Extracted text |
I spent a week in Washington DC, in part for the summit, but also to participate in the various side events arranged to capitalise on the presence of so many professionals engaged in privacy and data protection, and to meet with those people charged with implementing, or overseeing privacy controls in the US Federal Government, Canada, and much of Western Europe.
There was much to take away.
The conference included numerous sessions devoted to aspects of Big Data. It is affirming to see so many others grappling with the challenges and opportunities presented by large datasets, and increased computing power and capacity.
The work of New Zealand’s Data Futures Forum (DFF) is as current as any other thinking in the world. One question that came up time and time again is how the re-identification of anonymised data can be prevented. There are technical options, but I am convinced that the conclusion adopted by the DFF that there needs to be a statutory prohibition on the re-identification of unit level data from large data sets remains an important part of the mix.
There was also a great deal of talk at my meetings at the Brookings Institute and the White House about how the distinctly different approaches to privacy and data protection between the European Union and the United States might be reconciled. I saw trenches and olive branches in the process, but little evidence yet of the bridges proposed by those working on an ambitious project, to be road tested in Amsterdam in October, to find common ground.
I learned that in the US alone, corporations spent US$2.4 billion on privacy advice and compliance in 2014, and that that figure is set to rise to US$3 billion this year. Government agencies and private corporations alike are undertaking privacy impact assessments and sophisticated risk management programmes to ensure they meet the many and varied regulatory requirements of federal and state laws, as well as the laws of other jurisdictions in which they operate.
The US Federal Government is both subject to and an enforcer of privacy laws. The Federal Trade Commission requires corporations like Google and Facebook to comply with fair information practices, under the threat of heavy penalties. The Department of Health and Human Services administers the Health Insurance Portability and Accountability Act (HIPAA), and sees an ability to issue fines to non-compliant health agencies as the single most important tool in its regulatory and compliance toolbox.
Meanwhile, the Department of Homeland Security and the National Security Agency employ a network of privacy officers, and are seeking to embed a culture of privacy into organisations whose very nature requires them to undertake intrusive activities.
This extends to providing foreign nationals with the same level of protection, and the same remedies, as US citizens, as well as undertaking and publishing privacy impact assessments on a number of their programmes and initiatives.
On the day Glenn Greenwald opened the summit with a polished and fluent keynote, Nicky Hager, who might be seen as his New Zealand equivalent, published the first in what is apparently to be a series of stories based on what has become known as the Snowden Archive. I was asked to comment on those stories to the media, but declined. I have no direct jurisdiction over the information gathering activities of the GCSB. That is the job of my colleague, the Inspector General of Intelligence and Security.

Extracted records |
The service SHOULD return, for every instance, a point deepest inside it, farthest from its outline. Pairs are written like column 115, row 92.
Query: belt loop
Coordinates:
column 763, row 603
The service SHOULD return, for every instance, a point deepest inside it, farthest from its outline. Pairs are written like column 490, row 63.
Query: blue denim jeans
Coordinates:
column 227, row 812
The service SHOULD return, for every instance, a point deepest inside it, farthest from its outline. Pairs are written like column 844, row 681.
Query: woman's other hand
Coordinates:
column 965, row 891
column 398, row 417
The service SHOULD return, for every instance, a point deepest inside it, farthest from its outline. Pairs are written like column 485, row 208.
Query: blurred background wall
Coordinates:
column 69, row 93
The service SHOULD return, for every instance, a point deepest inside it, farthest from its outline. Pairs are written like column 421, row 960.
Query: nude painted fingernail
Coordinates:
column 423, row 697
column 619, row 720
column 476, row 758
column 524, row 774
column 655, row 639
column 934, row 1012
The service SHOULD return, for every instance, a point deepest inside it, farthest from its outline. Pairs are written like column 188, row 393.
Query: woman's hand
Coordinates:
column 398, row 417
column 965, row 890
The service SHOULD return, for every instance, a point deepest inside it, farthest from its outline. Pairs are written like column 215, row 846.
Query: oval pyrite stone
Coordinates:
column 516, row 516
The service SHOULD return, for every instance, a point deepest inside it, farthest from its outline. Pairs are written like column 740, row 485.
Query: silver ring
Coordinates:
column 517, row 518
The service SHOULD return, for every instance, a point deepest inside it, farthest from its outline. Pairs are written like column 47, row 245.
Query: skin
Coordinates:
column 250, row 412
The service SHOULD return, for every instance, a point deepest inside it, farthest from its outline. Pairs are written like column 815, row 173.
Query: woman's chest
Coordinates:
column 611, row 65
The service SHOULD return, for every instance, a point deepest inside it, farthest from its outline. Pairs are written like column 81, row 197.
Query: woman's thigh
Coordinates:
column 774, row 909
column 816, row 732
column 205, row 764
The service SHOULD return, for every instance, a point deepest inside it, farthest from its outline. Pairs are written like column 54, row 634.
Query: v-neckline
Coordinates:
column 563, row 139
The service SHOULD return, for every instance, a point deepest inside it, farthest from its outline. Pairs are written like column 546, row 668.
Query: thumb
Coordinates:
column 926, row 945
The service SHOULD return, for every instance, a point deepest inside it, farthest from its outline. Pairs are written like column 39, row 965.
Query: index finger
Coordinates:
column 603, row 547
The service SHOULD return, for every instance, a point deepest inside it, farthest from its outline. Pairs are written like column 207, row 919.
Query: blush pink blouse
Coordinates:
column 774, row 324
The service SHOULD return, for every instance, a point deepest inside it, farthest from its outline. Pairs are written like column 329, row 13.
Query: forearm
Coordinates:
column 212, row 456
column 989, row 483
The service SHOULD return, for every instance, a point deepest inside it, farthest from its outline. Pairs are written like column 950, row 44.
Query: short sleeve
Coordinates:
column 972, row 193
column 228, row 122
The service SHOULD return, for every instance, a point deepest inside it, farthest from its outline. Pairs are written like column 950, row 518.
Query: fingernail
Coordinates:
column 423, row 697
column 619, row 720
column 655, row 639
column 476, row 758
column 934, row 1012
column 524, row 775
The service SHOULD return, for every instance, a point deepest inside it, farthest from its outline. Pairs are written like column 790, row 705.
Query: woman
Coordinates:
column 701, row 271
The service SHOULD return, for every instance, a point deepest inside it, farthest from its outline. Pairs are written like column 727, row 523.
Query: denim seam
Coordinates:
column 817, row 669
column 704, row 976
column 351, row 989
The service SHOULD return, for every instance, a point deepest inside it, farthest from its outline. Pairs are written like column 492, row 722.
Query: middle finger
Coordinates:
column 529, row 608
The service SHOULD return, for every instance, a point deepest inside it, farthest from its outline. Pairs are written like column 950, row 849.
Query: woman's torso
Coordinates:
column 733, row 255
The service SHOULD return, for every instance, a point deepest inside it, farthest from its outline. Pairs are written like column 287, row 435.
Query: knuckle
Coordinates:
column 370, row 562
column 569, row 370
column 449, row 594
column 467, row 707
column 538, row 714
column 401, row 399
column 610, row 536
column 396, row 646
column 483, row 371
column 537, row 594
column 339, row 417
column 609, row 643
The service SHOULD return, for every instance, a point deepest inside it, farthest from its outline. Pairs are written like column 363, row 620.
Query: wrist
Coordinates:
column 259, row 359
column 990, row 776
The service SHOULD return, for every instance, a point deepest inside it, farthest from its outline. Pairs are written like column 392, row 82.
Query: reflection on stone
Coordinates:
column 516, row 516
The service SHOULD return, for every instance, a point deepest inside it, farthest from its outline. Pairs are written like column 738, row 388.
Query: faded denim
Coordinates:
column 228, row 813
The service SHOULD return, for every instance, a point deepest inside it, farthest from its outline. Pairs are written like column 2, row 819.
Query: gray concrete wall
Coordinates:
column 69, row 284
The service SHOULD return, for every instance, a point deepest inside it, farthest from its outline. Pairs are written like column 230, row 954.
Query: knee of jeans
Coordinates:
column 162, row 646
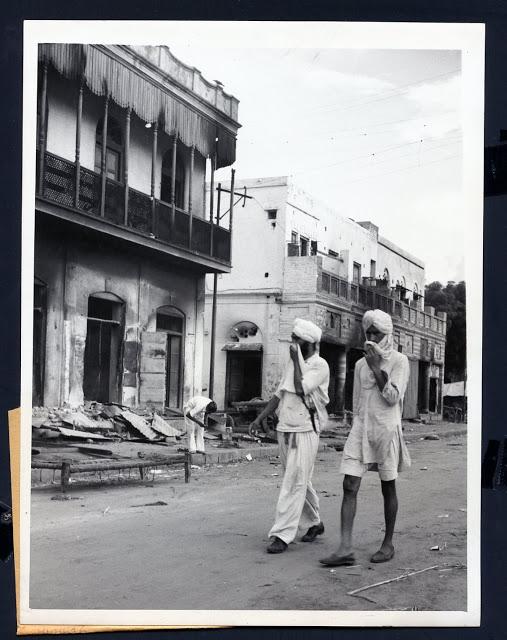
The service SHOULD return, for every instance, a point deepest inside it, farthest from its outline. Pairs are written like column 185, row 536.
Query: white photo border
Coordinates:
column 469, row 39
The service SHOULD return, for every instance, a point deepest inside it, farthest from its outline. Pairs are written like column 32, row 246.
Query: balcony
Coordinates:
column 374, row 298
column 126, row 208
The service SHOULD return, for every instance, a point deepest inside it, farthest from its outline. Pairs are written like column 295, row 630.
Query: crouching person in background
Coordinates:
column 196, row 412
column 301, row 400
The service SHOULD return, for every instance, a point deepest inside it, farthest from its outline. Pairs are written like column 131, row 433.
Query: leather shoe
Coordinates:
column 313, row 532
column 381, row 556
column 276, row 545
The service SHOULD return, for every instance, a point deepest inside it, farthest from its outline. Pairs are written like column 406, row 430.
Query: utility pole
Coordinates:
column 243, row 196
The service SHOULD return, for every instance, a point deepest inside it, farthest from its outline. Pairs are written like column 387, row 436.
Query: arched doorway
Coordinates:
column 171, row 321
column 104, row 341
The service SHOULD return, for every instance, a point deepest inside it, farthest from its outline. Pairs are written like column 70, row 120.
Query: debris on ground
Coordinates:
column 163, row 427
column 74, row 433
column 397, row 579
column 139, row 424
column 159, row 503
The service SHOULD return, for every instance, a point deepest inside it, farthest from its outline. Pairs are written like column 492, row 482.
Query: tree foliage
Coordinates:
column 452, row 300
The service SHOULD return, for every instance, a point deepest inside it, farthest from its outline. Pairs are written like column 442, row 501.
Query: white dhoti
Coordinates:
column 298, row 503
column 195, row 435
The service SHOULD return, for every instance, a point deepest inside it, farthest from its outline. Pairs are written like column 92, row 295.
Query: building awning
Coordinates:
column 454, row 389
column 242, row 346
column 104, row 75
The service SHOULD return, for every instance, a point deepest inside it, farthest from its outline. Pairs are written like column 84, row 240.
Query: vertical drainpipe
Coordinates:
column 103, row 159
column 190, row 201
column 154, row 226
column 79, row 116
column 215, row 283
column 173, row 185
column 42, row 127
column 126, row 167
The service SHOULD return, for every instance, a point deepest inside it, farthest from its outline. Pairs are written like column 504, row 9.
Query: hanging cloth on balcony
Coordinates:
column 103, row 75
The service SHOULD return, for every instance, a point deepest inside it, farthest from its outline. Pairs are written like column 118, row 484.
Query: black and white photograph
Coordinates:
column 251, row 323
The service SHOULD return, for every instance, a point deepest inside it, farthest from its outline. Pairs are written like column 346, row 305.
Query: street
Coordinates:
column 202, row 545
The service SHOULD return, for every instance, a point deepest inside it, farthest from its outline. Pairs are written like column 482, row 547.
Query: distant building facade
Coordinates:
column 293, row 257
column 122, row 239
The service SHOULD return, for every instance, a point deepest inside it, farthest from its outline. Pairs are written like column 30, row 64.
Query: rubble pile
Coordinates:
column 96, row 421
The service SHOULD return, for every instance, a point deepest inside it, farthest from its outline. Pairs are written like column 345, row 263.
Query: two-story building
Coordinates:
column 294, row 257
column 123, row 240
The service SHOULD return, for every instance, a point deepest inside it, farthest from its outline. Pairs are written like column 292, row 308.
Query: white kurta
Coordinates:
column 195, row 407
column 298, row 503
column 376, row 438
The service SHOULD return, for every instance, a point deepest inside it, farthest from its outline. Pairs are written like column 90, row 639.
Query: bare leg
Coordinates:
column 351, row 486
column 390, row 512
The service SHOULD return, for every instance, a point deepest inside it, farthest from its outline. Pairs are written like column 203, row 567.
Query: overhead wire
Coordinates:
column 395, row 92
column 366, row 155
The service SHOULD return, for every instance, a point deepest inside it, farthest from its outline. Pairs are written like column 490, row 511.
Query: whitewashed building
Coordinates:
column 294, row 257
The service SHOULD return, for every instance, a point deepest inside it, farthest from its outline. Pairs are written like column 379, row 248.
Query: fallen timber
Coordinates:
column 67, row 467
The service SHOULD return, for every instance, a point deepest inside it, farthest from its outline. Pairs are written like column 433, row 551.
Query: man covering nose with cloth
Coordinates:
column 301, row 400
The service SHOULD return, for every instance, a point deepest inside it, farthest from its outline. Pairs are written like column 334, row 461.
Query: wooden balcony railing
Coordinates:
column 373, row 299
column 59, row 186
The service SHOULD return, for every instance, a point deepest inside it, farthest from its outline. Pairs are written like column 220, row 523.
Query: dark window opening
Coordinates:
column 104, row 341
column 172, row 321
column 243, row 376
column 113, row 148
column 166, row 179
column 39, row 343
column 356, row 273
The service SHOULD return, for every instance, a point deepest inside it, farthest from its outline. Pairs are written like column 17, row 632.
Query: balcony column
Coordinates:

The task | From the text on the privacy summit trip, reproduce word for word the passage that begins with the words "The US Federal Government is" and ends with "and compliance toolbox.".

Written answer |
The US Federal Government is both subject to and an enforcer of privacy laws. The Federal Trade Commission requires corporations like Google and Facebook to comply with fair information practices, under the threat of heavy penalties. The Department of Health and Human Services administers the Health Insurance Portability and Accountability Act (HIPAA), and sees an ability to issue fines to non-compliant health agencies as the single most important tool in its regulatory and compliance toolbox.